-- SOURCE INFORMATION --
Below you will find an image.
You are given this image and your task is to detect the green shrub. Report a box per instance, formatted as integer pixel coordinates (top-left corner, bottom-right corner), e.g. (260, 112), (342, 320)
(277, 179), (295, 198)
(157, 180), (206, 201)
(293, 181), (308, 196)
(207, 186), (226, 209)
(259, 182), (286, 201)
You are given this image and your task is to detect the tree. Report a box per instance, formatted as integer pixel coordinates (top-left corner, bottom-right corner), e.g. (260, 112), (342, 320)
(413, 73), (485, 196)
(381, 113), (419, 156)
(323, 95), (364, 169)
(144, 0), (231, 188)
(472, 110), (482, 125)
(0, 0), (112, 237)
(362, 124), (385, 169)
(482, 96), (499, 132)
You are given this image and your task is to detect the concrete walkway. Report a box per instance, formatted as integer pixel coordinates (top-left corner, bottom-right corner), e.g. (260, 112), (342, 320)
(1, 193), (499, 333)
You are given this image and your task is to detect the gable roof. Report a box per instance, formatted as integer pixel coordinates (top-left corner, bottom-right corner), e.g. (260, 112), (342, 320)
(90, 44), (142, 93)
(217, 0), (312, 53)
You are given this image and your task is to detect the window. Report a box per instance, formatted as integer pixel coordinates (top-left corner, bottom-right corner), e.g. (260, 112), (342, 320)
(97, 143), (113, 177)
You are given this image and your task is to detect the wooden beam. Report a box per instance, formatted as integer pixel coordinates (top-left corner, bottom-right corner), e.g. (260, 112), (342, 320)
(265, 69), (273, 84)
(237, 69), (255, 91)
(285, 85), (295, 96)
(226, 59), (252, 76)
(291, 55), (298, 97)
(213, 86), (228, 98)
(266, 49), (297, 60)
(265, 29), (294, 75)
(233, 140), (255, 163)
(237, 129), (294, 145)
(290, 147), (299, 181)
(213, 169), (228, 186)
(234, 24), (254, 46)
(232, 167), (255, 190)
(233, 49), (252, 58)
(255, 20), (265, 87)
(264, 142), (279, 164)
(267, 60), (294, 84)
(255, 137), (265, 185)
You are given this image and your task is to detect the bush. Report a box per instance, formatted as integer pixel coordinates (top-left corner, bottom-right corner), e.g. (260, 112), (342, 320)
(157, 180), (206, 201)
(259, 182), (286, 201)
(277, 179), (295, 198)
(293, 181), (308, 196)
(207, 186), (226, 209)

-- TASK DETAILS --
Set down exactly the line with "detect the bush." and each line after it up to the end of the records, adding nothing.

-- SOLUTION FOR THIS PROBLEM --
You are given this image and your task is to detect the bush. Report a box per instance, formatted as integer pixel coordinates (top-left corner, bottom-right corner), e.g. (260, 112), (342, 320)
(157, 180), (206, 201)
(259, 182), (286, 201)
(277, 179), (295, 198)
(293, 181), (308, 196)
(207, 186), (226, 209)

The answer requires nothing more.